Texte présenté:
L'épisode des "pardons" à l'Afrique et à Zapatero ne fait que confirmer mon analyse. QUI d'autre a provoqué le débat, qui d'autre a fait les couvertures de tous les journaux et invité au 20 heures ? Qui d'autre à part l'autre ? Sondage après sondage elle confirme. Classée meilleure opposante à Sarkozy devant Aubry, Besancenot, Bayrou, Villepin, Strauss Kahn... Elle serait enore au deuxième tour aujourd'hui dans un autre sondage. Son score réduit certes et alors ? Dans le contexte actuel cela a tout d'un exploit. Je m'explique : "aujourd'hui, avec les mêmes candidats qu'en 2007, pour qui voteriez vous pour des élections présidentielles ?" fut peu ou prou la question posée. Or, les électeurs d'aujourd'hui connaissent l'histoire. Nombreux sont ceux qui dans le contexte actuel seraient tentés de voter plus à gauche qu'il ne l'avaient fait en 2007. Le score de Besancenot double et passe à 8%. Seulement voilà, les sondés ne prennent pas le risque inhérent aux présidentielles, ils sont bien sûr dans l'état d'esprit que Royal sera(it) présente au second tour. Nombreux sont aussi ceux qui se placent dans la disposition d'esprit suivante : l'important est de battre Sarkozy, Bayrou est donc l'homme de la situation...donc je voterai Bayrou qui voit son score augmenter quelque peu. Enfin, le sondé socialiste, légitimiste donc aubryiste aujourd'hui a sans doute tendance aussi à se désolidariser de Royal pour un vote écologiste par exemple (Voynet passe à 4% dans le sondage)quitte à se resolidariser au deuxième tour. Malgré cela S Royal réaliserait plus de 20% des voix. C'est son socle. Etrangement le sondage n'a pas été réalisé pour le second tour, pourtant s'il avait été aussi défavorable à Royal, je suis persuadé qu'il aurait fait la une plusieurs jours durant. Je ne suis pas sûr que le socle du PS soit de 20%, je le pense inférieur, on verra bien aux européennes.

Consigne:
Recopiez intégralement le texte sur Royal et les sondages, sans y apporter la moindre modification. Les items constituent un matériau indépendant du texte sur Royal et les sondages.

Extraits des items:
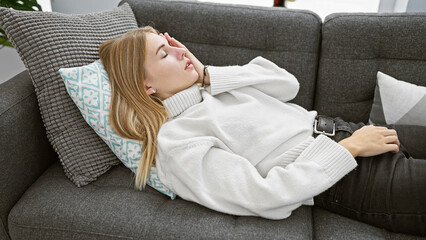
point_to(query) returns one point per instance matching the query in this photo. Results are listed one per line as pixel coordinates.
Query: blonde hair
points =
(133, 113)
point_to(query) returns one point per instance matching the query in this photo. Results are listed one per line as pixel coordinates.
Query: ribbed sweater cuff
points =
(336, 160)
(223, 79)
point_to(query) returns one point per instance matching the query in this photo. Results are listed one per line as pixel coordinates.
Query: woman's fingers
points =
(173, 41)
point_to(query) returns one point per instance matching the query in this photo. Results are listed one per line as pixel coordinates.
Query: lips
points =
(188, 63)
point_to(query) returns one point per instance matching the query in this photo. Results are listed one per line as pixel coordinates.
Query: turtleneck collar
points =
(182, 100)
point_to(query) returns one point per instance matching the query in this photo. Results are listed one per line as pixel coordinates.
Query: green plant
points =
(25, 5)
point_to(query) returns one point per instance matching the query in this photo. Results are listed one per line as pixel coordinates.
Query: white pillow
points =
(398, 102)
(90, 90)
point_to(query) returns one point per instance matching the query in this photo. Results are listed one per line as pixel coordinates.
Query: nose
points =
(180, 52)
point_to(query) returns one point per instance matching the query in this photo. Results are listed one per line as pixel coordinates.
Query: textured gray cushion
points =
(355, 47)
(53, 208)
(48, 41)
(221, 34)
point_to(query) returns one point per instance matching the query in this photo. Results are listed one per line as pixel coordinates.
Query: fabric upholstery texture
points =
(227, 36)
(89, 88)
(25, 152)
(355, 47)
(47, 41)
(53, 208)
(398, 102)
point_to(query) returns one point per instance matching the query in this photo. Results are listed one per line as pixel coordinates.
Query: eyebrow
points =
(162, 45)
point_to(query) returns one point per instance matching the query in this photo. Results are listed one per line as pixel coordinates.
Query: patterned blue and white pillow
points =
(90, 90)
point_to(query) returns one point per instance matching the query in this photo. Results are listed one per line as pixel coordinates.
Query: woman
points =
(237, 145)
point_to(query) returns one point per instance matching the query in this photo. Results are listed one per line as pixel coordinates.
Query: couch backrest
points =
(356, 46)
(221, 35)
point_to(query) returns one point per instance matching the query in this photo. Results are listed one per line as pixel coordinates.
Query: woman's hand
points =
(371, 140)
(199, 67)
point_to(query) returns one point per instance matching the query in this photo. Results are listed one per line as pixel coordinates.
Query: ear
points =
(150, 90)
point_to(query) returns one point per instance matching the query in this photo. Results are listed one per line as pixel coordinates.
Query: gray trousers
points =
(387, 190)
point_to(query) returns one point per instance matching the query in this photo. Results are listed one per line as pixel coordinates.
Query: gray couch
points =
(336, 62)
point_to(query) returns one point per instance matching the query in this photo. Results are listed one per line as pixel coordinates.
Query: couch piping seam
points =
(71, 230)
(16, 103)
(371, 15)
(249, 48)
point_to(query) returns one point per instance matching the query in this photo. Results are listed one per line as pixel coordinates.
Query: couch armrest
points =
(25, 152)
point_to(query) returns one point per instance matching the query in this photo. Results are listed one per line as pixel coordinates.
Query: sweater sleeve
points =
(206, 173)
(259, 73)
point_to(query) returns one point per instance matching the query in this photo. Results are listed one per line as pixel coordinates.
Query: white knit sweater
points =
(239, 147)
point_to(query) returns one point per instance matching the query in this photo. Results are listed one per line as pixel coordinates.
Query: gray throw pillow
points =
(47, 41)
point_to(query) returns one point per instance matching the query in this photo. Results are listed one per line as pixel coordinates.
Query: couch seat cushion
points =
(109, 208)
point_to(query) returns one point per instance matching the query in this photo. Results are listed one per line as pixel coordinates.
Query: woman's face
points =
(166, 68)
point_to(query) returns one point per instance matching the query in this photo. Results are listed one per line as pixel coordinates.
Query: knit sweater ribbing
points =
(239, 147)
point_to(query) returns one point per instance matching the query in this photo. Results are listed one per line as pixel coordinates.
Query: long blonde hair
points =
(133, 113)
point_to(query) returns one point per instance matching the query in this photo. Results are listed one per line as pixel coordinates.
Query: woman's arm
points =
(206, 173)
(259, 73)
(371, 140)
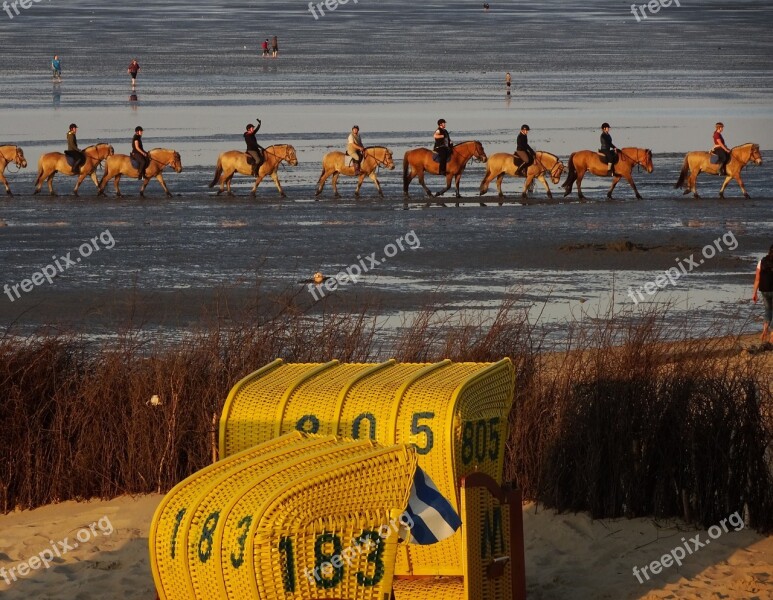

Réponse attendue:
L'épisode des "pardons" à l'Afrique et à Zapatero ne fait que confirmer mon analyse. QUI d'autre a provoqué le débat, qui d'autre a fait les couvertures de tous les journaux et invité au 20 heures ? Qui d'autre à part l'autre ? Sondage après sondage elle confirme. Classée meilleure opposante à Sarkozy devant Aubry, Besancenot, Bayrou, Villepin, Strauss Kahn... Elle serait enore au deuxième tour aujourd'hui dans un autre sondage. Son score réduit certes et alors ? Dans le contexte actuel cela a tout d'un exploit. Je m'explique : "aujourd'hui, avec les mêmes candidats qu'en 2007, pour qui voteriez vous pour des élections présidentielles ?" fut peu ou prou la question posée. Or, les électeurs d'aujourd'hui connaissent l'histoire. Nombreux sont ceux qui dans le contexte actuel seraient tentés de voter plus à gauche qu'il ne l'avaient fait en 2007. Le score de Besancenot double et passe à 8%. Seulement voilà, les sondés ne prennent pas le risque inhérent aux présidentielles, ils sont bien sûr dans l'état d'esprit que Royal sera(it) présente au second tour. Nombreux sont aussi ceux qui se placent dans la disposition d'esprit suivante : l'important est de battre Sarkozy, Bayrou est donc l'homme de la situation...donc je voterai Bayrou qui voit son score augmenter quelque peu. Enfin, le sondé socialiste, légitimiste donc aubryiste aujourd'hui a sans doute tendance aussi à se désolidariser de Royal pour un vote écologiste par exemple (Voynet passe à 4% dans le sondage)quitte à se resolidariser au deuxième tour. Malgré cela S Royal réaliserait plus de 20% des voix. C'est son socle. Etrangement le sondage n'a pas été réalisé pour le second tour, pourtant s'il avait été aussi défavorable à Royal, je suis persuadé qu'il aurait fait la une plusieurs jours durant. Je ne suis pas sûr que le socle du PS soit de 20%, je le pense inférieur, on verra bien aux européennes.